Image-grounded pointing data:

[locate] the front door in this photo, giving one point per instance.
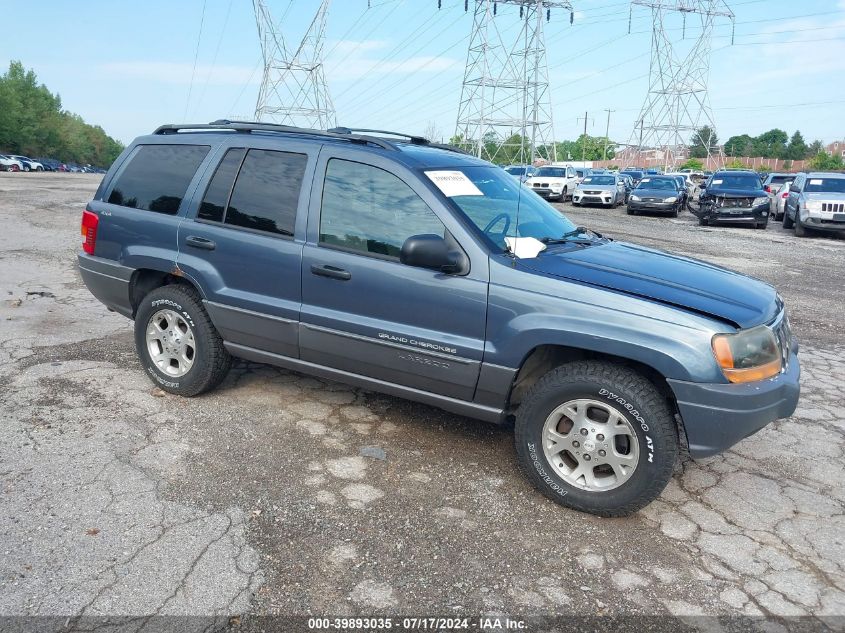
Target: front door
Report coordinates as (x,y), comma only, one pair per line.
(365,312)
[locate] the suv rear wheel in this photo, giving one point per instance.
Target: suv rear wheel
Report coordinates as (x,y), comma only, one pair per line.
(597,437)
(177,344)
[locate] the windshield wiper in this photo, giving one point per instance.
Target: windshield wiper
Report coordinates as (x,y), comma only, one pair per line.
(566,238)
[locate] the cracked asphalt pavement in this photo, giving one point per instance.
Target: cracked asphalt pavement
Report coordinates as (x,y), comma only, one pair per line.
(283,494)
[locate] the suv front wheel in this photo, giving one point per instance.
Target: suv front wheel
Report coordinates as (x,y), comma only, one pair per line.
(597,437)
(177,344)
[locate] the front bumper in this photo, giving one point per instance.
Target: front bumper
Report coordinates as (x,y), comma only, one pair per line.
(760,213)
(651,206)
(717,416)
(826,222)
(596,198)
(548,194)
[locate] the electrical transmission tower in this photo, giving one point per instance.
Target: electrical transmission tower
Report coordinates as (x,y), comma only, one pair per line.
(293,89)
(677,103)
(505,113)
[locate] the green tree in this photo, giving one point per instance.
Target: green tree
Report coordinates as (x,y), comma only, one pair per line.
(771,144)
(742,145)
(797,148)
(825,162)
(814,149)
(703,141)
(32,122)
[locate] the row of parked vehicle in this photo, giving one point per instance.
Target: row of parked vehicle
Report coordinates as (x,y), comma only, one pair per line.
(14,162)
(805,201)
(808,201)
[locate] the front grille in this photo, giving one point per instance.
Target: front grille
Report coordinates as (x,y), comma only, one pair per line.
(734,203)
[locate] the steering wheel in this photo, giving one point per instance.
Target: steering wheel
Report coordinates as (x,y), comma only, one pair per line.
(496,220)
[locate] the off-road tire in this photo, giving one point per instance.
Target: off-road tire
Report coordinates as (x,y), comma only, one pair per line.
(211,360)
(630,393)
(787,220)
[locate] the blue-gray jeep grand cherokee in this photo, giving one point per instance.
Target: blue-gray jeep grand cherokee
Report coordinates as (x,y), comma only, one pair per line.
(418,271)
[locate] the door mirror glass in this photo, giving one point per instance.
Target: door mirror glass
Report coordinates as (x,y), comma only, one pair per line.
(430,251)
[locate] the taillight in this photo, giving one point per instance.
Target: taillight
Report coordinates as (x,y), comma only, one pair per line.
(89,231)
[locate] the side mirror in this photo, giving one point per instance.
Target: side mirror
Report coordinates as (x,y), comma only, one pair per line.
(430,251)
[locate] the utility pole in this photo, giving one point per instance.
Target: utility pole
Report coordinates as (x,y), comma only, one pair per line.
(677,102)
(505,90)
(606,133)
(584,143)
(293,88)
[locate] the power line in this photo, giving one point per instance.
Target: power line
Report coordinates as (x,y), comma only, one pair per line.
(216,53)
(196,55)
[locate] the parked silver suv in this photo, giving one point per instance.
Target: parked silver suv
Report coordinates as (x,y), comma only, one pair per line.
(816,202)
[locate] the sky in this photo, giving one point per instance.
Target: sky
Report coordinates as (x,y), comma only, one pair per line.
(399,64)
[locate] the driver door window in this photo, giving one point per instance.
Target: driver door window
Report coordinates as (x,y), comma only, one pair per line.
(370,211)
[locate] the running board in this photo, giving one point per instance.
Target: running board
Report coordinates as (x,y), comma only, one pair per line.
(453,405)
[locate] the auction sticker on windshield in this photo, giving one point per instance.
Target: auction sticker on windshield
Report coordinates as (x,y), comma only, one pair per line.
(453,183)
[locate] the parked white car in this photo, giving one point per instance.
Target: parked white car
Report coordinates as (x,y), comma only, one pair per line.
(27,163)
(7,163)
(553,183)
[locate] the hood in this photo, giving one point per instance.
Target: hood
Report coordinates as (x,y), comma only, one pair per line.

WHAT IS REQUIRED – Search the data above for the word "wheel". Copy each line it is in.

REPLY TO THE TASK –
[locate] the suv rear wheel in this photo, giving one point per instance.
Target: suv rear wheel
[locate] the suv front wheel in this photo, giving one point per instance.
Target: suv front wheel
[locate] the steering wheel in this photo, giving one point per instance.
Target: steering wheel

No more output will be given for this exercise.